-- start Dataset records --
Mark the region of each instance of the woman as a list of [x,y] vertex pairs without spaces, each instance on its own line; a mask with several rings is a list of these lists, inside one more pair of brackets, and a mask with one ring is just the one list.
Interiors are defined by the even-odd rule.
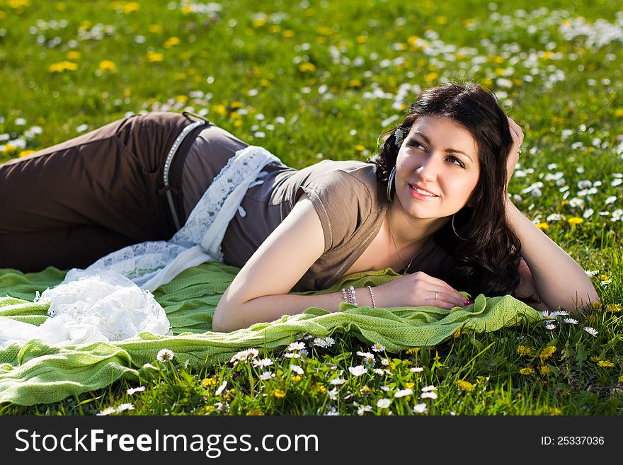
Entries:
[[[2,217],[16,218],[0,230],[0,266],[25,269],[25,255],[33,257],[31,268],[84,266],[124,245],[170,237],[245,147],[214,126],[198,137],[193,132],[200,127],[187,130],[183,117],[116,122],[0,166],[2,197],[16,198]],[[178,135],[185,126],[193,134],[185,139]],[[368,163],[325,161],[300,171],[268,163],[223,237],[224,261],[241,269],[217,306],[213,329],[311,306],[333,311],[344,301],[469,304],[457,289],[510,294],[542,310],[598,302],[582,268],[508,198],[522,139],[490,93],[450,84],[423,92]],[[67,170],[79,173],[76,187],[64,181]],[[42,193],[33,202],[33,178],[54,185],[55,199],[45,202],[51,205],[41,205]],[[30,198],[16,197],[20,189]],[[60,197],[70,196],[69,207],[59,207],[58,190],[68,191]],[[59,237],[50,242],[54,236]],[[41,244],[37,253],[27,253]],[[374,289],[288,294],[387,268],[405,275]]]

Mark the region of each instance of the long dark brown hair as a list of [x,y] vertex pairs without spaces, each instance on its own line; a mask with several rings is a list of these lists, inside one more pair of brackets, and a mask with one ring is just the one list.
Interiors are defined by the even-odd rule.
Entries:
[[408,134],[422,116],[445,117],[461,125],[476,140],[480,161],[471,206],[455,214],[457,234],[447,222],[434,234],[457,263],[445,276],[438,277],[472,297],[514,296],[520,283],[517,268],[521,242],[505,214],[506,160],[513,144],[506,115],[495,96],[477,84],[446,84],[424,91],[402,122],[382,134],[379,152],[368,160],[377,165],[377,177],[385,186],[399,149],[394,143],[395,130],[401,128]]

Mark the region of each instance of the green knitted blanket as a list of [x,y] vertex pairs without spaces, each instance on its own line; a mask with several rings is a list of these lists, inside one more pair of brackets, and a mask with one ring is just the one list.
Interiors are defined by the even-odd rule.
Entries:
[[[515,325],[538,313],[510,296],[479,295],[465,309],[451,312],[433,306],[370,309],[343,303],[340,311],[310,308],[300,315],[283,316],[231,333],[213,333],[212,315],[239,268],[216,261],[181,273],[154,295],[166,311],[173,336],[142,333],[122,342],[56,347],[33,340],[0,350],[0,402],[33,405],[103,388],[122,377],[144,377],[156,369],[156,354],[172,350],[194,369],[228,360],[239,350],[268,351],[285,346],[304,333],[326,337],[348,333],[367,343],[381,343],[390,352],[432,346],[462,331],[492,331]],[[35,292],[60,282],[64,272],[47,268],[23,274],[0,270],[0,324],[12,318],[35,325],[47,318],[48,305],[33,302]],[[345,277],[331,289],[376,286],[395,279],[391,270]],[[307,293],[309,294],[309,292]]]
-- end Dataset records --
-- start Dataset records --
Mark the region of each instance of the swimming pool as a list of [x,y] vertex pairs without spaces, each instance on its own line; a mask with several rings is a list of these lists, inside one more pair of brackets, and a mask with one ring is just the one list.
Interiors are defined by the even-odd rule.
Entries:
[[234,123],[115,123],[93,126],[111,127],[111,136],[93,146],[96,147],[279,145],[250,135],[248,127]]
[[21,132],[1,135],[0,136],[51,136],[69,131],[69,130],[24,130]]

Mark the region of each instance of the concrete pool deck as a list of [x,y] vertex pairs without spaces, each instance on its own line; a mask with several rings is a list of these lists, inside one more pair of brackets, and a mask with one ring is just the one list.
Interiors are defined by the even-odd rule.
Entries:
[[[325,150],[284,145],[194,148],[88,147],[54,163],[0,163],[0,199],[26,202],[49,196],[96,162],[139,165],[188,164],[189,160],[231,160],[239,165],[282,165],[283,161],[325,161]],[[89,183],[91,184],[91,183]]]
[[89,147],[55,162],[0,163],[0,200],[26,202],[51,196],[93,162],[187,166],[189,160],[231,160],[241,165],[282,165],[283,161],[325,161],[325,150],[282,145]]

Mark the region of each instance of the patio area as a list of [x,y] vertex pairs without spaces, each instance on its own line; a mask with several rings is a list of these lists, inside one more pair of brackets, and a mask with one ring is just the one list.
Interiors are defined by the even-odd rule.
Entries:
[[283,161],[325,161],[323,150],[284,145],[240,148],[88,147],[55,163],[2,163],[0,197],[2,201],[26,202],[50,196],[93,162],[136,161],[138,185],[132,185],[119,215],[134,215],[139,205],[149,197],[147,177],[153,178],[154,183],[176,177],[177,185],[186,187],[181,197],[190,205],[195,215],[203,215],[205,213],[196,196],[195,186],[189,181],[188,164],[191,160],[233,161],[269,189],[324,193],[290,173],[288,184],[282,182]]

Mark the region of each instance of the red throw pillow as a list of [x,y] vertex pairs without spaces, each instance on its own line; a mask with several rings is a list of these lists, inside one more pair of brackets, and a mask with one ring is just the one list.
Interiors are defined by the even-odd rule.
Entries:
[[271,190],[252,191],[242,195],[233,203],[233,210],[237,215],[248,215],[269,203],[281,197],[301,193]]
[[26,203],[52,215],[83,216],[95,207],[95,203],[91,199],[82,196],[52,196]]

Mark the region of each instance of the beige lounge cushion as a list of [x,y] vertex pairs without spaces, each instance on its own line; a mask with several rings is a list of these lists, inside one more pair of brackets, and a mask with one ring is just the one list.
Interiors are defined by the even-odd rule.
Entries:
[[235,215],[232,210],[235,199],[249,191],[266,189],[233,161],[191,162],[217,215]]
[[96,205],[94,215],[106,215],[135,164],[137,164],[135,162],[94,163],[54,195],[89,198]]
-- end Dataset records --
-- start Dataset records --
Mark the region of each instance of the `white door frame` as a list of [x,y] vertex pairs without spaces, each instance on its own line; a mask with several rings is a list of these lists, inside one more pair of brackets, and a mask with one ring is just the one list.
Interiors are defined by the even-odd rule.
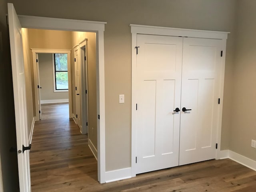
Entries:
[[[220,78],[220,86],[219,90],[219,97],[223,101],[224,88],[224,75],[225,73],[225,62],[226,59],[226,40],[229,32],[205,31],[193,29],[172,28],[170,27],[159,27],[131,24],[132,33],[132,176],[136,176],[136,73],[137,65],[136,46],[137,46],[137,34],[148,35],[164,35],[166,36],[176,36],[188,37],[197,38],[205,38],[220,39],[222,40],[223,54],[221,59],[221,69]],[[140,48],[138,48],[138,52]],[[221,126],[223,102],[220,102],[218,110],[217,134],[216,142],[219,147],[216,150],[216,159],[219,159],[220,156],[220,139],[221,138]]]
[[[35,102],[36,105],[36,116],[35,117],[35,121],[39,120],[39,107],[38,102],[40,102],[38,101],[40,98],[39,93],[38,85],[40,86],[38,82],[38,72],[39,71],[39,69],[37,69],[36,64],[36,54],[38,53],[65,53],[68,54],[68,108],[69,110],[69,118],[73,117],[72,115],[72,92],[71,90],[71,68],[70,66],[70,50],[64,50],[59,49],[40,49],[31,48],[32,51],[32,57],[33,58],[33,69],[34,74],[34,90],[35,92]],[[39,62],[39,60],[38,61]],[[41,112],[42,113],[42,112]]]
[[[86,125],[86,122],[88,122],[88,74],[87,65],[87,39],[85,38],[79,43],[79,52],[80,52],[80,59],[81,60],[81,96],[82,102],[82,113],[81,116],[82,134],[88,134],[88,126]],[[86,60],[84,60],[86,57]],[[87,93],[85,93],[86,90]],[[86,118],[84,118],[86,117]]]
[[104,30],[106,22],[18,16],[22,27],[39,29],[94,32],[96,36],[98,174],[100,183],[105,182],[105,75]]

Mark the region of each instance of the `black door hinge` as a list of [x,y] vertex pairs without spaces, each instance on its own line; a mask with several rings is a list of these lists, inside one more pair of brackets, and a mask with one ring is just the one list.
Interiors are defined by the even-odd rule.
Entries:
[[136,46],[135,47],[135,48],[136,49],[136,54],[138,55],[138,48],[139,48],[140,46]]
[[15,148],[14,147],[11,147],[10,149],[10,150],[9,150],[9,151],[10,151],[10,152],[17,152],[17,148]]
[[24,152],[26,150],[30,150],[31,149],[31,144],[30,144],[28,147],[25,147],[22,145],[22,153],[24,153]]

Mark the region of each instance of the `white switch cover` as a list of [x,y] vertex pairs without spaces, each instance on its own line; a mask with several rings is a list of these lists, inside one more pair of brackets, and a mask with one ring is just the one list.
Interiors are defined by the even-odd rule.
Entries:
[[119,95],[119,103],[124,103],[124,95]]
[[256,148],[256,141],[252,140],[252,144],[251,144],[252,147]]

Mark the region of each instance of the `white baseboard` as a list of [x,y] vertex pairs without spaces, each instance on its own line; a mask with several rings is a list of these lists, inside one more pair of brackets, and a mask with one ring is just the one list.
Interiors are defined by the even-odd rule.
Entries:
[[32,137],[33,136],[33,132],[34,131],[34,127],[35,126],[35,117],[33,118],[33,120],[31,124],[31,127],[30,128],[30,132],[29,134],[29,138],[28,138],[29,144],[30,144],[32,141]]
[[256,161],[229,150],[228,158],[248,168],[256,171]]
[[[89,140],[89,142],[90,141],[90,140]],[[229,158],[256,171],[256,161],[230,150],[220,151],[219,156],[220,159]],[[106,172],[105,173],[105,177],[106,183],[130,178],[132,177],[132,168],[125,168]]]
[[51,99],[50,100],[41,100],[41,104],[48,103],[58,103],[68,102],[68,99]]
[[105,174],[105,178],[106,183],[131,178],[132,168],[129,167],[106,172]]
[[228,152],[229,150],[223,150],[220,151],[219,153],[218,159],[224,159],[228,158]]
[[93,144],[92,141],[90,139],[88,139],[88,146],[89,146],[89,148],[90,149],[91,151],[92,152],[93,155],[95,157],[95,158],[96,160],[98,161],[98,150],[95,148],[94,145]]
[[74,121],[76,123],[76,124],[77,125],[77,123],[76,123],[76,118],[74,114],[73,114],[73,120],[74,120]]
-- end Dataset records --
- Job
Please update the lines from the one containing "Mark the region of each instance of the swimming" down to the one containing "[[21,132],[1,135],[0,136],[51,136],[69,131],[69,130],[24,130]]" by replacing "swimming pool" with "lap pool", leaving everything else unchanged, and give back only those lines.

- Final result
Mark the region of each instance of the lap pool as a list of [x,y] vertex pairs without spaces, each instance on its own line; a mask with several rings is a list of these lists, inside one more pair of brackets, and a mask with one ring is just the one list.
Interiors are defined by the even-odd rule.
Entries:
[[234,123],[115,123],[93,126],[111,127],[111,136],[93,146],[96,147],[279,145],[250,135],[248,127]]
[[21,132],[1,135],[0,136],[51,136],[69,131],[69,130],[24,130]]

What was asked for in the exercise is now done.